-- Begin Extracted records --

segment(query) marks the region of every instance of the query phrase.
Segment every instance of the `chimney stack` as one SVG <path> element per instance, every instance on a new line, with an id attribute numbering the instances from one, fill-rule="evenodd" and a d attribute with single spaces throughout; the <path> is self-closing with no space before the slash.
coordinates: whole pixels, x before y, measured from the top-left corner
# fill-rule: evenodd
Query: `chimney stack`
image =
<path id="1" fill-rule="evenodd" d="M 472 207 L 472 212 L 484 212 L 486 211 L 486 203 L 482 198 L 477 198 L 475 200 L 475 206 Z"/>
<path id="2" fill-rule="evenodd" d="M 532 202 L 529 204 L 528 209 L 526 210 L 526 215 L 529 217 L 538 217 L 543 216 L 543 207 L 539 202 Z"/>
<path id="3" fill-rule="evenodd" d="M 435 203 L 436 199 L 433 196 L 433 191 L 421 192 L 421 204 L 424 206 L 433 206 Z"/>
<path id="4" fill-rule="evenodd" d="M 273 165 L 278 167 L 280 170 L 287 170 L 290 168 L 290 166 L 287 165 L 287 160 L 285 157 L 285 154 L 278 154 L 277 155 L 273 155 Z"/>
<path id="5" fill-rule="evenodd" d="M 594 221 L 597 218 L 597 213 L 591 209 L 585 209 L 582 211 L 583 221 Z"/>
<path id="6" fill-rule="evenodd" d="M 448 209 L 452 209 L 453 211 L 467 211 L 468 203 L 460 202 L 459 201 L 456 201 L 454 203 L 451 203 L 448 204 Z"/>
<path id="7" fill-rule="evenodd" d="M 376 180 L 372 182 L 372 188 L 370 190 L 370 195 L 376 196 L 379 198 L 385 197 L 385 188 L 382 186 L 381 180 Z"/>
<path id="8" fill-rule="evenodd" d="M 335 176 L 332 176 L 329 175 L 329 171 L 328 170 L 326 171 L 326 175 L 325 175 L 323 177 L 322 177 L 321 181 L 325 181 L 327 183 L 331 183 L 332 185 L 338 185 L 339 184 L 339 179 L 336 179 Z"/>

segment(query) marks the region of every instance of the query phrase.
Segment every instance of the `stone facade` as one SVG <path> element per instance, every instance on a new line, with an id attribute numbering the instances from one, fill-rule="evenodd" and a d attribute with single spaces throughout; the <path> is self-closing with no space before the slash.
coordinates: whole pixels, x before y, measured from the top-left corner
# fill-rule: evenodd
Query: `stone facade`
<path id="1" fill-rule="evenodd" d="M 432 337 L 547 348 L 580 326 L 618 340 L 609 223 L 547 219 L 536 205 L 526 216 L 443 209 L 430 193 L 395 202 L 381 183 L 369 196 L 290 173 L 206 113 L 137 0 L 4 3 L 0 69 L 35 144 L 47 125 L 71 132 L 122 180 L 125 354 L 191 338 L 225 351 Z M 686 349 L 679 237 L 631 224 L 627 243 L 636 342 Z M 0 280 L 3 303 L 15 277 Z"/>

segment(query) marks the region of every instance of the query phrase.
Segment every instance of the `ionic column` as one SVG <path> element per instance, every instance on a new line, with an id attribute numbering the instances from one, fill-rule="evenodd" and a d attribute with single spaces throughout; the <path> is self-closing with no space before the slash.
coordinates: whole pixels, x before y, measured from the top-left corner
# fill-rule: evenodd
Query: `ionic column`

-- End Extracted records --

Your task:
Express the records as a JSON list of strings, with one string for each line and all blank lines omitted.

Correct result:
[
  "segment(query) marks the region of every instance of the query phrase.",
  "Segment every instance of the `chimney stack` as one SVG <path> element per instance, every instance on a new line, with an id attribute numbering the instances from one, fill-rule=\"evenodd\" and a d attribute with single spaces throughout; the <path> is self-closing with no space before the slash.",
  "coordinates: whole pixels, x before y, measured from the top-left corner",
  "# fill-rule: evenodd",
  "Query: `chimney stack`",
  "image =",
  "<path id=\"1\" fill-rule=\"evenodd\" d=\"M 472 207 L 472 212 L 484 212 L 486 211 L 486 203 L 482 198 L 477 198 L 475 200 L 475 206 Z\"/>",
  "<path id=\"2\" fill-rule=\"evenodd\" d=\"M 532 202 L 529 204 L 528 209 L 526 210 L 526 215 L 529 217 L 538 217 L 543 216 L 543 207 L 539 202 Z\"/>",
  "<path id=\"3\" fill-rule=\"evenodd\" d=\"M 435 203 L 436 199 L 433 196 L 433 191 L 421 192 L 421 204 L 424 206 L 433 206 Z\"/>",
  "<path id=\"4\" fill-rule=\"evenodd\" d=\"M 273 165 L 278 167 L 280 170 L 287 170 L 290 168 L 290 166 L 287 165 L 287 160 L 285 157 L 285 154 L 278 154 L 277 155 L 273 155 Z\"/>",
  "<path id=\"5\" fill-rule=\"evenodd\" d=\"M 594 221 L 597 218 L 597 213 L 591 209 L 585 209 L 582 211 L 583 221 Z\"/>",
  "<path id=\"6\" fill-rule=\"evenodd\" d=\"M 448 209 L 452 209 L 453 211 L 467 211 L 468 203 L 460 202 L 459 201 L 456 201 L 454 203 L 451 203 L 448 204 Z\"/>",
  "<path id=\"7\" fill-rule=\"evenodd\" d=\"M 376 180 L 372 182 L 372 188 L 370 190 L 370 195 L 376 196 L 379 198 L 385 197 L 385 188 L 382 186 L 381 180 Z\"/>",
  "<path id=\"8\" fill-rule=\"evenodd\" d=\"M 335 176 L 332 176 L 329 175 L 329 171 L 328 170 L 326 171 L 326 175 L 325 175 L 323 177 L 322 177 L 321 181 L 325 181 L 327 183 L 331 183 L 332 185 L 338 185 L 339 184 L 339 179 L 336 179 Z\"/>",
  "segment(query) marks the region of every instance of the query phrase.",
  "Segment every instance of the `stone facade` as one SVG <path> element per instance, every instance on a new line, with an id attribute numbering the instances from one, fill-rule=\"evenodd\" and a d attribute with single spaces throughout; the <path> is self-closing with no space before the slash.",
  "coordinates: whole pixels, x before y, measured from the top-left corner",
  "# fill-rule: evenodd",
  "Query: `stone facade`",
  "<path id=\"1\" fill-rule=\"evenodd\" d=\"M 432 337 L 547 348 L 580 326 L 618 340 L 609 223 L 547 219 L 536 205 L 526 216 L 443 209 L 430 193 L 395 202 L 381 183 L 369 196 L 290 173 L 206 113 L 137 0 L 4 3 L 0 69 L 35 144 L 47 125 L 71 132 L 122 180 L 125 354 L 191 338 L 225 351 Z M 686 349 L 679 237 L 631 224 L 627 243 L 636 342 Z M 0 280 L 3 303 L 15 277 Z\"/>",
  "segment(query) marks the region of every instance of the query phrase.",
  "Segment every instance of the `ionic column` as one SVG <path> element per instance, every instance on a new line, with an id attribute numbering the instances from one, fill-rule=\"evenodd\" and a d attribute with single spaces throughout; the <path> is self-closing with no space before the slash.",
  "coordinates: whole pixels, x before y, measured from the top-left corner",
  "# fill-rule: evenodd",
  "Query: `ionic column`"
]